DIRECTIONS FOR THIS TASK: Print exactly the lines from the one that contains "# find every instance of the scooter" through the final line of the entries below, both included, and nothing else; omit the pictures.

RECORDS SHOWN:

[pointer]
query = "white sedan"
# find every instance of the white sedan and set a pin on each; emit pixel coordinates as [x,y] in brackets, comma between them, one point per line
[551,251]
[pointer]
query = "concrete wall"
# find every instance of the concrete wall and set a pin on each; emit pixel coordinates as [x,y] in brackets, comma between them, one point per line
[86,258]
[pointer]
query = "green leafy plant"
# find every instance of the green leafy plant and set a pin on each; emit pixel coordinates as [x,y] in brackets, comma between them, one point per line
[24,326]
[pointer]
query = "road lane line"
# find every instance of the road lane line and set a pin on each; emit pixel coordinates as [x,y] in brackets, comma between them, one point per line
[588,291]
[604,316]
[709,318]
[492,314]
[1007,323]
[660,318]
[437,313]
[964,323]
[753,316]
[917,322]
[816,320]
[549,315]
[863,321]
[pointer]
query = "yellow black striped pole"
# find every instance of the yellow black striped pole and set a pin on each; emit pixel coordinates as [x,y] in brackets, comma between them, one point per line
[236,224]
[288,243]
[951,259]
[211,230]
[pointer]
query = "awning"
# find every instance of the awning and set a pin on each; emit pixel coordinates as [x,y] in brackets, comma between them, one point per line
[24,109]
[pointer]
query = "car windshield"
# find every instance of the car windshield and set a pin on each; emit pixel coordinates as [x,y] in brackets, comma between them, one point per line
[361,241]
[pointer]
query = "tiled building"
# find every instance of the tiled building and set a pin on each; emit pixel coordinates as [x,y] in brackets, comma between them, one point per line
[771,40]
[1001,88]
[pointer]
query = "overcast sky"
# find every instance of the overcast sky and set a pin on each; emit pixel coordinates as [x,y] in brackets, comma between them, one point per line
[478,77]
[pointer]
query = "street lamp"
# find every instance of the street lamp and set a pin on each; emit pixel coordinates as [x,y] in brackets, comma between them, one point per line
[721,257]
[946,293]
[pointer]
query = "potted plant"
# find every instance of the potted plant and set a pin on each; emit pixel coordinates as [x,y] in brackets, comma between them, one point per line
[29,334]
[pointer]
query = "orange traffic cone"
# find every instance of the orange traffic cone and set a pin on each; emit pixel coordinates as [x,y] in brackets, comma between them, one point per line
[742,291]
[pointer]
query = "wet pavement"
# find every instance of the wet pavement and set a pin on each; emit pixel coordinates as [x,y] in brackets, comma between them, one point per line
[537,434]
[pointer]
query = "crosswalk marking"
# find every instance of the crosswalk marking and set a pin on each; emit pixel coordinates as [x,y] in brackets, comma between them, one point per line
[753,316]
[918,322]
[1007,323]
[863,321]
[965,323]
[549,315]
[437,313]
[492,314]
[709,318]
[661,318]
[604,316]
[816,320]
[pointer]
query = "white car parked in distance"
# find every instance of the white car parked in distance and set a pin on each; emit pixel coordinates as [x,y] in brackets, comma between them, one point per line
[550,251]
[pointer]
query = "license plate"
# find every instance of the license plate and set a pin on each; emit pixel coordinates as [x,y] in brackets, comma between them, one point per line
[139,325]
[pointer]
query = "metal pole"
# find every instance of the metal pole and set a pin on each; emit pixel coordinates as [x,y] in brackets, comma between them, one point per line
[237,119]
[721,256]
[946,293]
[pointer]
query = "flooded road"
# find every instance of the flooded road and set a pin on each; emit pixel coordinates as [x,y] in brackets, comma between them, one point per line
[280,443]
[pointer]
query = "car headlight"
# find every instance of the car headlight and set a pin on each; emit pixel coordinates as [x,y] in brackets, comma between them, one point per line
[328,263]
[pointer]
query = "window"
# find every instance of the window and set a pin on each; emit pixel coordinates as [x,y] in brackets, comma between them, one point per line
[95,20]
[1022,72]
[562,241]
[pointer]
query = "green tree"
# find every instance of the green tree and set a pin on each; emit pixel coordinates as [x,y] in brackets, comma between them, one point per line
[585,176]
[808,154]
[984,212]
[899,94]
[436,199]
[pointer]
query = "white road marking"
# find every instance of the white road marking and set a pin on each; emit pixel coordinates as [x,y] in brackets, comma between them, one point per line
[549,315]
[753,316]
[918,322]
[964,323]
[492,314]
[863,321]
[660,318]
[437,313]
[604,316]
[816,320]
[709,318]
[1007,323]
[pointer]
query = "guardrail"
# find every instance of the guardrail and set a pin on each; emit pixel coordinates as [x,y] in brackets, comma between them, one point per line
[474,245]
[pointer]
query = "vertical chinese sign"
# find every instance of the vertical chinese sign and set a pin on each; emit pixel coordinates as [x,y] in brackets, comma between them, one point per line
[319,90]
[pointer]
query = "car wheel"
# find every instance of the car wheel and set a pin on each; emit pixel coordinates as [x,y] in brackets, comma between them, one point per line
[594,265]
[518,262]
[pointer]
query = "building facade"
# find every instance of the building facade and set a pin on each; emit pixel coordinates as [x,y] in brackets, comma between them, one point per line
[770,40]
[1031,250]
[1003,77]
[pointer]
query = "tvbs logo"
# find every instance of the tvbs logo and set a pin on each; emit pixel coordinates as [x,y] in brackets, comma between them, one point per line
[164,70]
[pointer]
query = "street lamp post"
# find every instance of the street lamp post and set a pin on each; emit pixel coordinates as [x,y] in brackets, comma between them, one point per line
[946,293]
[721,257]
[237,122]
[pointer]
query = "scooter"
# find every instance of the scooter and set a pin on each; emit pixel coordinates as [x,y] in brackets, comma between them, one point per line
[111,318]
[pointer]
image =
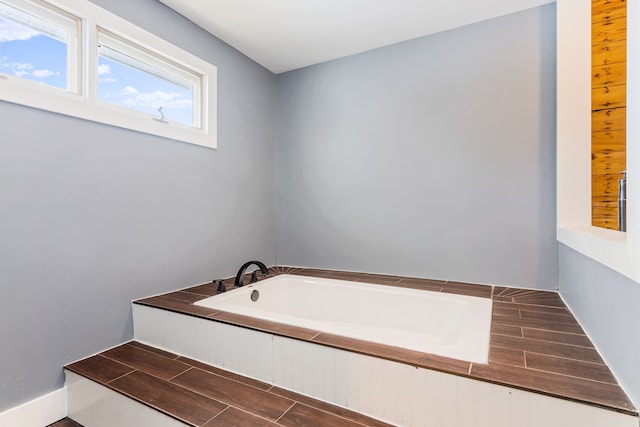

RESPONSE FOR THIS EXERCISE:
# find every instance of the scooter and set a pin on each; emit pixel coordinates as [x,y] in brackets, comma between them, one point per line
[111,318]
[pointer]
image =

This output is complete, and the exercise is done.